"""

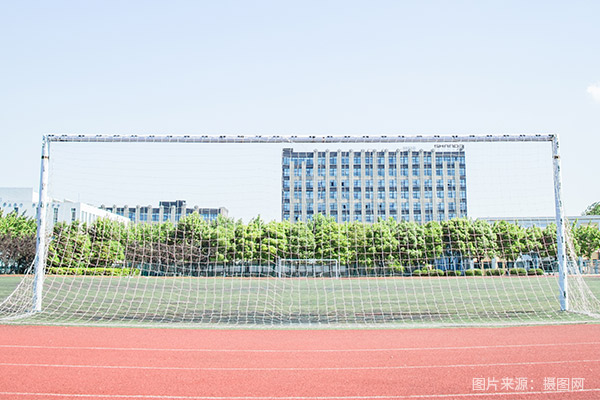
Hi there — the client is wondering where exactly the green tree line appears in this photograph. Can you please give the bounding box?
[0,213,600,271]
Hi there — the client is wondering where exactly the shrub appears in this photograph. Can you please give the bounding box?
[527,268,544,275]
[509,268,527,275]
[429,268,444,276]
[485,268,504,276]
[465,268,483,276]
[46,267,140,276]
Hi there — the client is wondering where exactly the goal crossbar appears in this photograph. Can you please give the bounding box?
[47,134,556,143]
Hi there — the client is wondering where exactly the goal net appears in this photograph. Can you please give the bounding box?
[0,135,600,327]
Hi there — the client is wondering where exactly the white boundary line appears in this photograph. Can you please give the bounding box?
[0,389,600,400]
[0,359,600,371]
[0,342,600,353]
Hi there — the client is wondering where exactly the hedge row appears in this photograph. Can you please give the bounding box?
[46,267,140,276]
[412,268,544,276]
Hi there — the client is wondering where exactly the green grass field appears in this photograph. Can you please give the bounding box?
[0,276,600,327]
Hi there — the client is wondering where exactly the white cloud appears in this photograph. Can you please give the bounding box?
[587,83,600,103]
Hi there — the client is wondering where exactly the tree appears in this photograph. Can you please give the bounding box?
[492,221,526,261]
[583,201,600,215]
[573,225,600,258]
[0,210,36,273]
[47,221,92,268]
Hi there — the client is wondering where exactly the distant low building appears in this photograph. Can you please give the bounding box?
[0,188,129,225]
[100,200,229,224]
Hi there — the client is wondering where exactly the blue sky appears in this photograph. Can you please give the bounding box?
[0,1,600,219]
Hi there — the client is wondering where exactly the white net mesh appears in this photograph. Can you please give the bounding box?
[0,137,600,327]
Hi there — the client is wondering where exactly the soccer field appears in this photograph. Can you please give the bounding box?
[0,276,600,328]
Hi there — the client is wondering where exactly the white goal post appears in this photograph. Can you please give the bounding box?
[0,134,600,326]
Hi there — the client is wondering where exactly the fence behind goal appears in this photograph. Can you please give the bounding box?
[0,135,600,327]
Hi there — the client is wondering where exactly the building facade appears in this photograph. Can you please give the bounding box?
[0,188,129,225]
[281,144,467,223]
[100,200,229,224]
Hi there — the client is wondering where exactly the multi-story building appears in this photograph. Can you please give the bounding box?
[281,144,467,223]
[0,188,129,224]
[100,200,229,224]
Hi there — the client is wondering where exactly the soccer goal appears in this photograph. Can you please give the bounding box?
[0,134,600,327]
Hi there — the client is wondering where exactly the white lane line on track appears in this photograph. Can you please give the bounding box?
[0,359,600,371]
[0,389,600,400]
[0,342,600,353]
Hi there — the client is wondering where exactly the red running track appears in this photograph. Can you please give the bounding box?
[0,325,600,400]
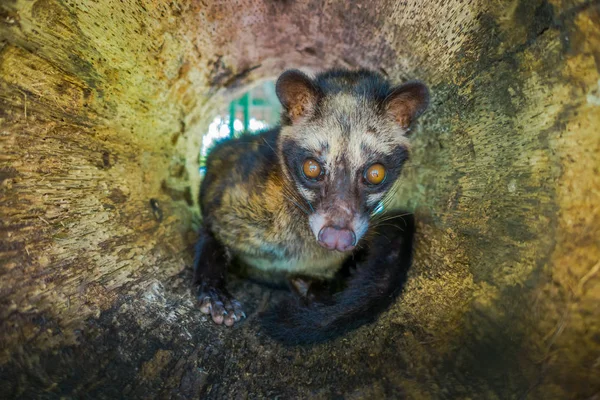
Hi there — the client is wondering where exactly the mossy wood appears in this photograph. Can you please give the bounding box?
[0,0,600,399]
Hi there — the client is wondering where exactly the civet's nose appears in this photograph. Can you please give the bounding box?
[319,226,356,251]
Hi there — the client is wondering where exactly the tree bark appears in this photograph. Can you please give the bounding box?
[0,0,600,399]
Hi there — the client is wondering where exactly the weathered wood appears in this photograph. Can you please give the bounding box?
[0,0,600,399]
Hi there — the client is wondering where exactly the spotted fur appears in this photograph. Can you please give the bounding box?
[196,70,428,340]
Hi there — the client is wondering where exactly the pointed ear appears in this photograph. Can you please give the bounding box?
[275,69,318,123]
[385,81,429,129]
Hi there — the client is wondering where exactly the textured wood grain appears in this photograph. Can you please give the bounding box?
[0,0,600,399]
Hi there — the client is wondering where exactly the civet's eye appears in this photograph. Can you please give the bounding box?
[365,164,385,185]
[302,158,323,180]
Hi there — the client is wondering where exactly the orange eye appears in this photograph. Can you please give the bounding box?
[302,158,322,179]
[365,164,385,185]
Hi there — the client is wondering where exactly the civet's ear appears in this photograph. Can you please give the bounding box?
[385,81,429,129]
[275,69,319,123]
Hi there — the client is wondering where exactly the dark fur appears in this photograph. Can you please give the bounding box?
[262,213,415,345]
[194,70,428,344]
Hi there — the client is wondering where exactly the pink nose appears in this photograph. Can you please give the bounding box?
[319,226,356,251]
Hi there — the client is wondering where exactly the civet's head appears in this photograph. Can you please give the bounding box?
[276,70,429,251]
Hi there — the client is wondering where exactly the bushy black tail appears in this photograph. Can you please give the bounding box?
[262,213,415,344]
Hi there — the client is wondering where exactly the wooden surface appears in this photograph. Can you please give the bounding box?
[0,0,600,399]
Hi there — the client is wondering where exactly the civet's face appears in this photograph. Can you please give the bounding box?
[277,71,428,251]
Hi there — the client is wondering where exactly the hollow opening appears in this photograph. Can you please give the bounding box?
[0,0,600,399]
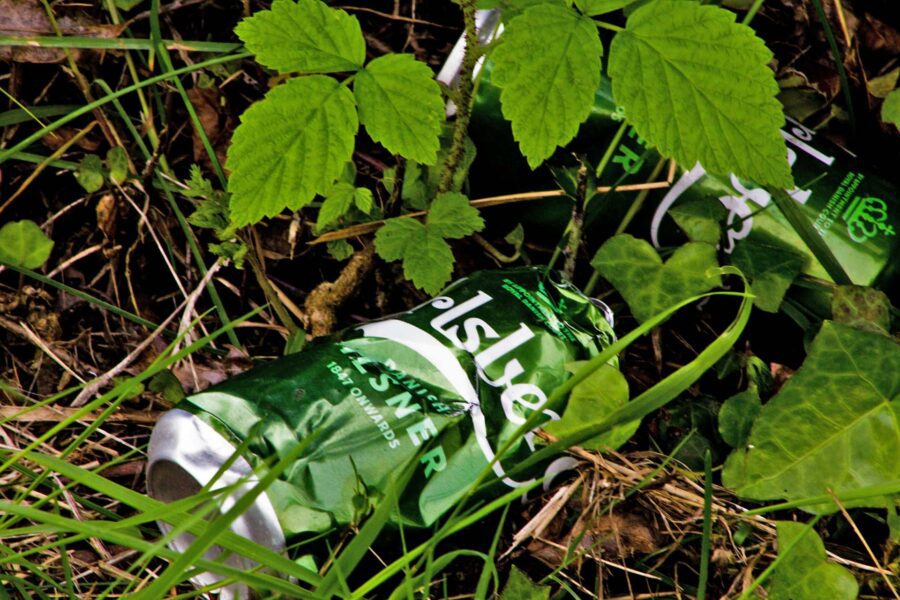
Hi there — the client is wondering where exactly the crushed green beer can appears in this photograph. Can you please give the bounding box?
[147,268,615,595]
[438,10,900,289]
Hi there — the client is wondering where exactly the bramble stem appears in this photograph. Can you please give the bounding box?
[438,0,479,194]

"""
"""

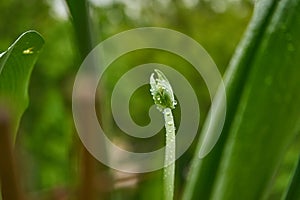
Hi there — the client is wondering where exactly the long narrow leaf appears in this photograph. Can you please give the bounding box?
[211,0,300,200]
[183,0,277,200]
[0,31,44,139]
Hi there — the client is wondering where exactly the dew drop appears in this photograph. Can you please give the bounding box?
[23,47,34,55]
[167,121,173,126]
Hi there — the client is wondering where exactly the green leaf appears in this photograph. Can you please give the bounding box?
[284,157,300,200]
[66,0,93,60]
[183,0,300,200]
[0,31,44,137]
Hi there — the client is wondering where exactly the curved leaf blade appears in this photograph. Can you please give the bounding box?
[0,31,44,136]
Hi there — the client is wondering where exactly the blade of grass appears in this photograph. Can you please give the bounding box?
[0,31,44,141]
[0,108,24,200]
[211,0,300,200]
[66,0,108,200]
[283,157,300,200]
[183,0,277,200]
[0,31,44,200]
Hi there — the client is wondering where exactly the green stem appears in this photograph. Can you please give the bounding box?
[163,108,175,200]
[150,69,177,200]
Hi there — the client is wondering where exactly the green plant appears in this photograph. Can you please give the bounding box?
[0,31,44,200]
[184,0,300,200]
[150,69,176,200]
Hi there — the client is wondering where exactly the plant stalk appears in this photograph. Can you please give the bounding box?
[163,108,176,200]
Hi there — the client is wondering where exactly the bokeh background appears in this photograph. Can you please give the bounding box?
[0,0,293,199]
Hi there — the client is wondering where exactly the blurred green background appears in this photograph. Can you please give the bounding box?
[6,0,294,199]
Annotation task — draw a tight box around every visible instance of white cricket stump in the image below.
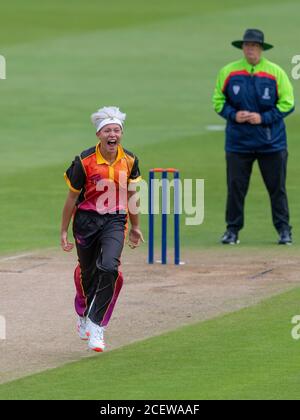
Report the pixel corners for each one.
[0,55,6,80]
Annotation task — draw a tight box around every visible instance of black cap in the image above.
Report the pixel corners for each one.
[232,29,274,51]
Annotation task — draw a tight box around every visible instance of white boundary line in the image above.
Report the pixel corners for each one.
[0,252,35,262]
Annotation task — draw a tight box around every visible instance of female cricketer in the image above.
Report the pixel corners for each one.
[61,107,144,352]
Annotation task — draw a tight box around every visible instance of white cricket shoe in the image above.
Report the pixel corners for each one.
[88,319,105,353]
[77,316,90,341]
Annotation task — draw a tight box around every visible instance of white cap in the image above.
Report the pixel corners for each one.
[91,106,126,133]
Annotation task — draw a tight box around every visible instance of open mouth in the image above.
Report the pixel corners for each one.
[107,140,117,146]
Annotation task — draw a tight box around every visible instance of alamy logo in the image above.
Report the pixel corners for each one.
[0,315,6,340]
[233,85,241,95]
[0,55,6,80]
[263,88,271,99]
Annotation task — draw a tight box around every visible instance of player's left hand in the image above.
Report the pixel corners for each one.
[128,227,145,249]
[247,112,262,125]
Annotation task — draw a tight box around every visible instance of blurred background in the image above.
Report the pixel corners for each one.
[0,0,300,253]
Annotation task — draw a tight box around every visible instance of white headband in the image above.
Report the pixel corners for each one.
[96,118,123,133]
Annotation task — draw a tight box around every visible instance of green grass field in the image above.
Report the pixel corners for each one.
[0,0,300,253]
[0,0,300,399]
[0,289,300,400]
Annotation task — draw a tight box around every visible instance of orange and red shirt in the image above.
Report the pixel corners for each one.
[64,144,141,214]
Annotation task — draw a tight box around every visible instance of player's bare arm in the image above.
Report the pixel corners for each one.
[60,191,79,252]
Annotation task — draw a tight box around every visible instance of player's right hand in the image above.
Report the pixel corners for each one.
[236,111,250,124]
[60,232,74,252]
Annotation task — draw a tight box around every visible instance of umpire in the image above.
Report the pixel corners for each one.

"""

◆ What this task involves
Take the lines from the one with "white cap in the image above." to the one with "[60,232,74,252]", both included, and replace "pixel corners" with "pixel coordinates" throughout. Give back only those lines, with nothing else changed.

◆ Task result
Annotation task — draw a tight box around every visible instance of white cap in the image above.
Report the pixel coordinates for each one.
[91,106,126,133]
Annotation task — draw a tight box around every visible instance of open mouth in the image above.
Report the pixel coordinates for each one.
[107,140,117,146]
Annotation task — draw a tight box around every visible instance of alamy logo in the image above.
Report the pixel coordinates for each one.
[0,315,6,340]
[233,85,241,95]
[0,55,6,80]
[263,88,271,99]
Annotation task — draw a tight box around every visible instance of player's left hand in the image above.
Report the pixel coordinates for each one.
[128,227,145,249]
[247,112,262,125]
Annotation task — draw a tight box around every visible instance of blurred background in the image above.
Report the pixel coordinates for each one.
[0,0,300,253]
Annotation task — draw a tight box around every visible instance of white headband in the image above.
Report the pixel coordinates for each one.
[96,118,123,133]
Annotation task — draw a tight box around every visible instance of green grass field in the image above.
Report the pixel coordinates for each one.
[0,0,300,253]
[0,0,300,399]
[0,289,300,400]
Annotation task — draw a tight box around every visible instance of orange and red shirt in the image above.
Report the pixel coordinates for each one.
[64,144,141,214]
Annotation task — draw a tight box around every visible instance of player's bare arm in the image above.
Report the pixel coordinates for each one.
[60,191,79,252]
Annotation task — draw a tight box around every visible instance of player's right hand in the image above.
Report the pixel coordinates for each one.
[236,111,250,124]
[60,232,74,252]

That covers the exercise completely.